━━━━━ RECORD SET ━━━━━

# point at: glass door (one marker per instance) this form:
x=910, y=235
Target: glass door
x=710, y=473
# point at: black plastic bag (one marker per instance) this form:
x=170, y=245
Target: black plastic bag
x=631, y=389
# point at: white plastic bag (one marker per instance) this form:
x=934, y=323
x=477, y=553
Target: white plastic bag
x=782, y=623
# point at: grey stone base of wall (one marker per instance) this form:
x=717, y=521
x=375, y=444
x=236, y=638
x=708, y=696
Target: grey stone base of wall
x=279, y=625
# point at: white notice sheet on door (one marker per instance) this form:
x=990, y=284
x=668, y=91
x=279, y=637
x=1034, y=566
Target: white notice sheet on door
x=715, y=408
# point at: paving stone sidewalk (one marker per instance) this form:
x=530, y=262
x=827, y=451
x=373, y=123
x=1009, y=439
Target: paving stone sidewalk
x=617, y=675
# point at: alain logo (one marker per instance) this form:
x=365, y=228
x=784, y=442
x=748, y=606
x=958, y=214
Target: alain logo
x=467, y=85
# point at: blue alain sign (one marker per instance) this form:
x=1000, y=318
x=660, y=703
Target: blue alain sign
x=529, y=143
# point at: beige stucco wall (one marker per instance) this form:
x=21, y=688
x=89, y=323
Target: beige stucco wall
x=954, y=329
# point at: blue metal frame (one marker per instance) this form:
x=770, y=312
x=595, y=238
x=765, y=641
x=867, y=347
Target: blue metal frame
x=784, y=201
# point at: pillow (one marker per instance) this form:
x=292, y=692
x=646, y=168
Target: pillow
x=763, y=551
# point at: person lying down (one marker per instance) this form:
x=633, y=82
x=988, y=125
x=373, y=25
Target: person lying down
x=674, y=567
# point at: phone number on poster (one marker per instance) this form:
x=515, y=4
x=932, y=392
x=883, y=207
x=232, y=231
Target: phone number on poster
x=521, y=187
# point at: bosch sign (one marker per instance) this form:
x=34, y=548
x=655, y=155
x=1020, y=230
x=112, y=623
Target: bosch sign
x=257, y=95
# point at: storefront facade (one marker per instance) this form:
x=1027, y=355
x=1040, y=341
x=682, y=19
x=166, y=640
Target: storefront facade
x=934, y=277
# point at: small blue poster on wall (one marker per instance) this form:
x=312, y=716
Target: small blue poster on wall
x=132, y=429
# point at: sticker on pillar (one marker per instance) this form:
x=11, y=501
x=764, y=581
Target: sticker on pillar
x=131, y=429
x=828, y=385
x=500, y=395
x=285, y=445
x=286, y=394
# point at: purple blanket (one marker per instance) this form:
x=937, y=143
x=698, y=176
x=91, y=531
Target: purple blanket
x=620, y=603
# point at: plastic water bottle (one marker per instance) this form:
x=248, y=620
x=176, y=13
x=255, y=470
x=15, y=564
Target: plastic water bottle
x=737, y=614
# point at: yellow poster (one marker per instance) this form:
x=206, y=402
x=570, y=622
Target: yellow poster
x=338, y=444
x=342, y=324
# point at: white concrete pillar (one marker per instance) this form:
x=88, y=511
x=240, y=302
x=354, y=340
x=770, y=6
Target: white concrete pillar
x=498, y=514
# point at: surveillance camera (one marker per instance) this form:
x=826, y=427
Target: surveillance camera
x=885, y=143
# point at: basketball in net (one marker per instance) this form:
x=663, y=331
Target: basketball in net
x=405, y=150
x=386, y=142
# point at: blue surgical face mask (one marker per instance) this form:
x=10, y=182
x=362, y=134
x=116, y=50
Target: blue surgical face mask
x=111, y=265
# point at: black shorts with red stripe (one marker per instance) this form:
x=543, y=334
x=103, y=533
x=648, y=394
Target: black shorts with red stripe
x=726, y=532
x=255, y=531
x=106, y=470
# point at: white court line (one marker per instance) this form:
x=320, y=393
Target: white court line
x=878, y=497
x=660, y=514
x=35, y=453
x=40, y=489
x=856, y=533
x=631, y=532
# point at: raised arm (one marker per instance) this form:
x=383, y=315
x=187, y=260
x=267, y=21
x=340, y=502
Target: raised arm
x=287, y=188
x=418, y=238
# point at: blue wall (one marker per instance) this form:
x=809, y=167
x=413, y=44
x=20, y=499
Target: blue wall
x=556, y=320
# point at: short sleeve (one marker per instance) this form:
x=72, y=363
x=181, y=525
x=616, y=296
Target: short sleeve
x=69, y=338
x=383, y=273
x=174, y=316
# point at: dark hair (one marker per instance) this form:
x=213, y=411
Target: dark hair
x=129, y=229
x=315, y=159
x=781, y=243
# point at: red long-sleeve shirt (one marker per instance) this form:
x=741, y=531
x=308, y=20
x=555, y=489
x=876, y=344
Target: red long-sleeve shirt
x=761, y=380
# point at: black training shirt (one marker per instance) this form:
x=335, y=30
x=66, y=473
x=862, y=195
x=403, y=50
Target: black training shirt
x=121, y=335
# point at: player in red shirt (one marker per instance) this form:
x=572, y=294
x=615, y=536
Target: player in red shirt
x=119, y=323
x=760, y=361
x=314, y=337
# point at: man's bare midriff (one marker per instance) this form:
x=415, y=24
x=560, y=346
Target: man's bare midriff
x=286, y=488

━━━━━

# GOAL
Reproduce all of the items above word for word, leaving nothing out and changing nothing.

# RESPONSE TO THE EXERCISE
# point at: glass door (one marker per instance) this form:
x=910, y=235
Target: glass door
x=710, y=473
# point at: black plastic bag (one marker per instance) this form:
x=170, y=245
Target: black plastic bag
x=631, y=389
# point at: white plastic bag (one marker per instance) this form:
x=934, y=323
x=477, y=553
Target: white plastic bag
x=782, y=623
# point at: grey stone base of wall (one marker per instance) this form:
x=717, y=521
x=375, y=444
x=236, y=638
x=708, y=696
Target: grey stone base of wall
x=279, y=625
# point at: white notice sheet on door (one marker per instance) this form:
x=990, y=284
x=668, y=91
x=279, y=637
x=1034, y=566
Target: white notice sheet on door
x=715, y=408
# point at: paving stone sidewalk (one marker per instance) this form:
x=530, y=262
x=827, y=451
x=373, y=123
x=1009, y=439
Target: paving stone sidewalk
x=617, y=675
# point at: alain logo (one marker per instance) this form:
x=365, y=228
x=784, y=442
x=748, y=606
x=958, y=214
Target: alain logo
x=467, y=85
# point at: blue alain sign (one marker per instance) this form:
x=1000, y=318
x=660, y=703
Target: blue alain sign
x=529, y=143
# point at: beige stucco wall (one marker per instance) this form:
x=21, y=688
x=89, y=323
Target: beige stucco wall
x=954, y=329
# point at: blue metal frame (one marker per instance) this form:
x=770, y=312
x=595, y=238
x=765, y=641
x=867, y=347
Target: blue metal frame
x=784, y=201
# point at: pillow (one marker per instance) this form:
x=292, y=692
x=646, y=168
Target: pillow
x=763, y=551
# point at: person lying down (one marker per instance) this form:
x=633, y=82
x=988, y=125
x=373, y=25
Target: person lying down
x=674, y=567
# point at: phone number on poster (one marker per instance) this form:
x=515, y=4
x=932, y=392
x=883, y=207
x=232, y=231
Target: phone number on poster
x=521, y=187
# point at: bosch sign (one marker per instance) this form:
x=34, y=548
x=655, y=155
x=1020, y=230
x=112, y=623
Target: bosch sign
x=257, y=95
# point at: storefront facade (one marker per instance) this form:
x=1027, y=355
x=1040, y=341
x=682, y=19
x=166, y=640
Target: storefront facade
x=934, y=277
# point at: small blue poster on wall (one marker per instance) this form:
x=312, y=716
Target: small blue poster on wall
x=132, y=429
# point at: sticker on pillar (one marker per instance) this form:
x=11, y=501
x=764, y=581
Target: sticker on pillar
x=131, y=429
x=828, y=385
x=500, y=395
x=285, y=445
x=286, y=394
# point at: purple blanket (one marker per instance) this form:
x=937, y=143
x=698, y=176
x=91, y=531
Target: purple blanket
x=620, y=603
# point at: plastic water bottle (one marker per instance) this form:
x=248, y=620
x=176, y=13
x=255, y=470
x=15, y=564
Target: plastic water bottle
x=737, y=614
# point at: yellow poster (one marker per instance) this form:
x=206, y=402
x=570, y=622
Target: yellow poster
x=338, y=444
x=342, y=324
# point at: white concrete pillar (one marker per instance) this form:
x=88, y=511
x=240, y=302
x=354, y=340
x=770, y=6
Target: white concrete pillar
x=498, y=514
# point at: surveillance camera (one marker per instance) this form:
x=826, y=427
Target: surveillance camera
x=885, y=143
# point at: basketball in net (one marker per instance) this form:
x=663, y=331
Target: basketball in net
x=405, y=150
x=386, y=142
# point at: blue surgical face mask (one marker per instance) this form:
x=10, y=182
x=362, y=134
x=116, y=50
Target: blue surgical face mask
x=111, y=265
# point at: black shorts with red stripe (one marker per instance) this form:
x=543, y=334
x=103, y=533
x=648, y=394
Target: black shorts with red stripe
x=726, y=532
x=255, y=531
x=106, y=470
# point at: white court line (one marker per instance) this form:
x=320, y=393
Target: white court line
x=878, y=497
x=660, y=514
x=35, y=453
x=40, y=489
x=856, y=533
x=631, y=532
# point at: raised arm (one marker per instance) this form:
x=383, y=315
x=187, y=260
x=267, y=21
x=340, y=502
Target: raised arm
x=287, y=188
x=418, y=238
# point at: blue wall (one marker per instance) this form:
x=809, y=167
x=413, y=44
x=20, y=499
Target: blue wall
x=556, y=320
# point at: short sleeve (one marker per instance) this form:
x=72, y=363
x=181, y=525
x=616, y=296
Target: short sleeve
x=69, y=338
x=383, y=273
x=174, y=316
# point at: dark hair (one marker per instance) this form:
x=213, y=411
Target: dark hair
x=129, y=229
x=315, y=159
x=781, y=243
# point at: red long-sleeve shirt (one marker per instance) this form:
x=741, y=531
x=308, y=20
x=555, y=489
x=876, y=344
Target: red long-sleeve shirt
x=761, y=380
# point at: black training shirt (one marker per instance) this form:
x=335, y=30
x=66, y=473
x=862, y=195
x=403, y=50
Target: black training shirt
x=121, y=335
# point at: player in red shirt (one marker per instance) this form:
x=572, y=294
x=615, y=536
Target: player in red shirt
x=119, y=323
x=760, y=361
x=314, y=337
# point at: man's bare midriff (one marker per instance) this form:
x=415, y=24
x=560, y=346
Target: man's bare midriff
x=286, y=488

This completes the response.